• _What is being asked_: Every entry must be duplicated word for word.
***
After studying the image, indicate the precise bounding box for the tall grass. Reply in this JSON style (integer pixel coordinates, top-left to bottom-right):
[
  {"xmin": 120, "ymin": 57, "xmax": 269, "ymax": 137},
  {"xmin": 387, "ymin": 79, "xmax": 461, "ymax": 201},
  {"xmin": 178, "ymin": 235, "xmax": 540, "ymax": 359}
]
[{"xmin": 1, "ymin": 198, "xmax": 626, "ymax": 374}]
***
• _Written answer_:
After studying the image, indicate the precise bounding box for the tall grass. Reply in this JSON style (integer pixel coordinates, top-left to bottom-right):
[
  {"xmin": 120, "ymin": 57, "xmax": 269, "ymax": 137},
  {"xmin": 387, "ymin": 79, "xmax": 461, "ymax": 201},
  {"xmin": 178, "ymin": 235, "xmax": 540, "ymax": 359}
]
[{"xmin": 1, "ymin": 198, "xmax": 626, "ymax": 374}]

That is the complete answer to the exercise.